[Object point labels]
::::::::

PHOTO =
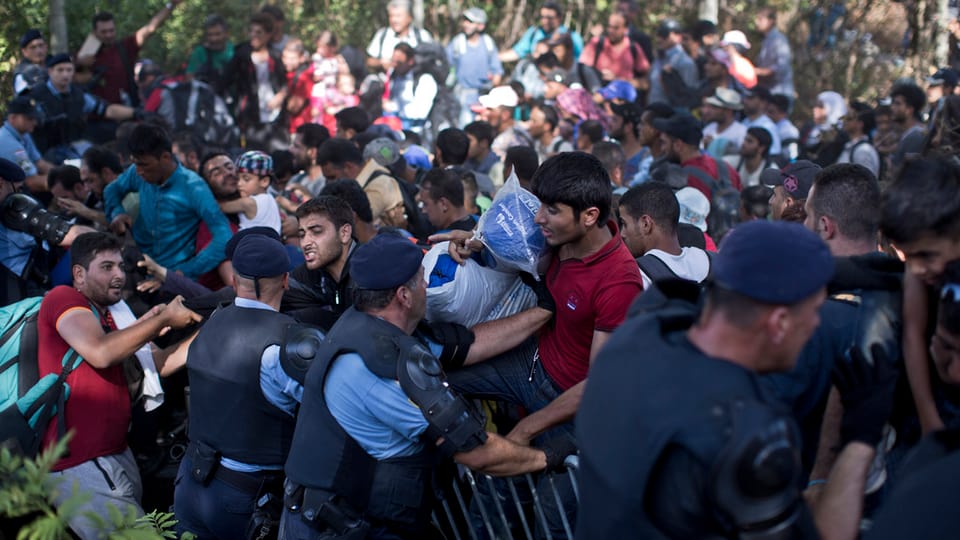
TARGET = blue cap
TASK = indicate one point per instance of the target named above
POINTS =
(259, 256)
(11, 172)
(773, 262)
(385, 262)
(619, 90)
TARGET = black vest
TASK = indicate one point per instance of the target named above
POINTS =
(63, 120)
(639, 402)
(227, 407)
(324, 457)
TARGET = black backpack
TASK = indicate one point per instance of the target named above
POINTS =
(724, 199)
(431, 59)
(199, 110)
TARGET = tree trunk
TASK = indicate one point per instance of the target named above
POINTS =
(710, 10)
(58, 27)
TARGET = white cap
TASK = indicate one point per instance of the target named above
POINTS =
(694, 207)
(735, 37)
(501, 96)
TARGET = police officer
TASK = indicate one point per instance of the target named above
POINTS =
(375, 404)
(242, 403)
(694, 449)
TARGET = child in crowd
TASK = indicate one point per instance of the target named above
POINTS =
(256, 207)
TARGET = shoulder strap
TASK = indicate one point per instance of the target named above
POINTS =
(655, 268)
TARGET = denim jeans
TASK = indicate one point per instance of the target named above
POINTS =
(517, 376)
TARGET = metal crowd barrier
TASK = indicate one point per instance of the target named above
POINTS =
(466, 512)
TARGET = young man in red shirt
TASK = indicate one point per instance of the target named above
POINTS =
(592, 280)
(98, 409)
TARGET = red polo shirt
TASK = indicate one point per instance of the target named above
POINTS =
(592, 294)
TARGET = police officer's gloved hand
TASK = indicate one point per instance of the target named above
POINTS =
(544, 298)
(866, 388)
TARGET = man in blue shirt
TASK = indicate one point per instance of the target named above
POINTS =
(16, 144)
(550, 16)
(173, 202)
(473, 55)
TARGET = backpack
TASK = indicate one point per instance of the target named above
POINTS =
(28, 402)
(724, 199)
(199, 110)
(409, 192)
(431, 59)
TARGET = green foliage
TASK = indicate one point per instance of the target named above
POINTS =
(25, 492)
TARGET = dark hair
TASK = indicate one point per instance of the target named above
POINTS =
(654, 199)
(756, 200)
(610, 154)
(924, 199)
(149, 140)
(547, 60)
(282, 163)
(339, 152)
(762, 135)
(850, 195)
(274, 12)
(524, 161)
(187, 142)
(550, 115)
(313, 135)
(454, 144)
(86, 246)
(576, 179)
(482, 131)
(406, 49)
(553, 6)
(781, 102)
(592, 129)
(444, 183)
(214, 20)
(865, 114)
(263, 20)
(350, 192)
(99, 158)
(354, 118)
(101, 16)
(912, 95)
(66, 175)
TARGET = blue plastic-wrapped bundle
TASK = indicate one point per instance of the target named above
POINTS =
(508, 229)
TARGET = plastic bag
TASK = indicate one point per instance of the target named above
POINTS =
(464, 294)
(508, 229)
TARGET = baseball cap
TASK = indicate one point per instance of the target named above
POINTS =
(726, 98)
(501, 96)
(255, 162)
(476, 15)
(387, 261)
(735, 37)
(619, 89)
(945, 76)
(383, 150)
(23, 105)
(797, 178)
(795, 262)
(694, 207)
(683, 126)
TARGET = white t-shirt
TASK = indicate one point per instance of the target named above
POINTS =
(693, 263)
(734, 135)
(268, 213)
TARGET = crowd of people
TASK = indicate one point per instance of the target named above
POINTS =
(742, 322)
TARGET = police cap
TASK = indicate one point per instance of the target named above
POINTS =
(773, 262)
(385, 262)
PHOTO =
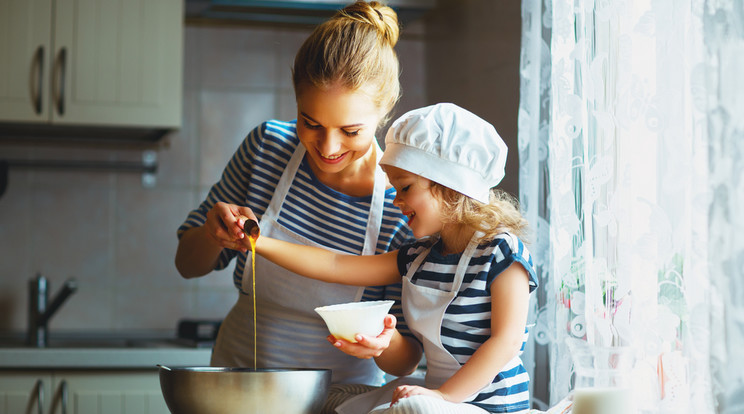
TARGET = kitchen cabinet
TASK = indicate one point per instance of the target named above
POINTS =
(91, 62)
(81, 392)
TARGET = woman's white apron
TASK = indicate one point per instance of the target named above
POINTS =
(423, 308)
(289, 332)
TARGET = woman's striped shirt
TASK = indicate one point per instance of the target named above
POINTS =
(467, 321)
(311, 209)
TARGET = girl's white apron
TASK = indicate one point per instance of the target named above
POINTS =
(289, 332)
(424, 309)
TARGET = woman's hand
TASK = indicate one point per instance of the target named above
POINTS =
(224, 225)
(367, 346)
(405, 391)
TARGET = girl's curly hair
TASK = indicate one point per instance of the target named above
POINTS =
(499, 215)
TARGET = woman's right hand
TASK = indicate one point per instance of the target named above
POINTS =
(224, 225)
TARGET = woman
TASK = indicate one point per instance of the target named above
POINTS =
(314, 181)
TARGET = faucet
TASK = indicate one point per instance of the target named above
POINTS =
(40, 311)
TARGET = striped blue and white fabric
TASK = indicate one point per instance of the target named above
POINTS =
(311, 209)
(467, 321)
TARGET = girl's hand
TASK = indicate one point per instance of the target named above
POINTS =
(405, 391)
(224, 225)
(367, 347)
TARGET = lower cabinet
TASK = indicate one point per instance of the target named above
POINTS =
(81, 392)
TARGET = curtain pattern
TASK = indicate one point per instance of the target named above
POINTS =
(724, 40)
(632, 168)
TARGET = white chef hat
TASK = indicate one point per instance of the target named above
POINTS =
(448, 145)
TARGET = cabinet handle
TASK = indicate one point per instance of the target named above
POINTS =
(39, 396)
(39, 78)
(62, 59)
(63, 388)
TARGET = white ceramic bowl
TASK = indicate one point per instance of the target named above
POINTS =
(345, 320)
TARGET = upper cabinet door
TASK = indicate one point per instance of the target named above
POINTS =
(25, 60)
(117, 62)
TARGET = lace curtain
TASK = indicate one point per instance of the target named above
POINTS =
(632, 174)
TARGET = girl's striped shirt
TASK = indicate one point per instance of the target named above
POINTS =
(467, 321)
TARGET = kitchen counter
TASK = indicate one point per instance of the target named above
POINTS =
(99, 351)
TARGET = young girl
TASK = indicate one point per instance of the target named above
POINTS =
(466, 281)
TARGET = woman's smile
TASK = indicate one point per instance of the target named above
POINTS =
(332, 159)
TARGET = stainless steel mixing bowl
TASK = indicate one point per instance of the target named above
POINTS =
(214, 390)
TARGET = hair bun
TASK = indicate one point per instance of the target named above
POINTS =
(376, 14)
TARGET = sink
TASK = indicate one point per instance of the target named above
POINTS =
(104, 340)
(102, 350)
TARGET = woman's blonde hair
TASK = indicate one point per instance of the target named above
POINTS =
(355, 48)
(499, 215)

::::::::

_To be done_
Copy exactly, and only, the lines from the one containing "TARGET = girl's striped shirt" through the last line of the listing.

_Exercise response_
TARGET = girl's striped shirt
TASK = indicate one point per instance of the target named above
POINTS =
(467, 321)
TARGET = kitchen counter
TASK = indicate one point per instance of the target named above
POINTS =
(99, 351)
TARGET = young girl
TASK = indicate one point per instance of the target named above
POINTS =
(466, 281)
TARGET = woman's smile
TASK = indicate one point per instance of the target named above
POINTS =
(332, 159)
TARGET = stainless steel mixing bowl
TASK = indicate one point per instance of the target named above
POINTS =
(214, 390)
TARGET = hair bun
TASK = indicate one point per instance of the target named above
POINTS =
(376, 14)
TARGET = sink
TASK = indicate one point per instance of the target named above
POINTS =
(104, 340)
(102, 350)
TARGET = woman's blonde hair
TASK = indicate one point per instance of the target named above
POINTS =
(355, 48)
(499, 215)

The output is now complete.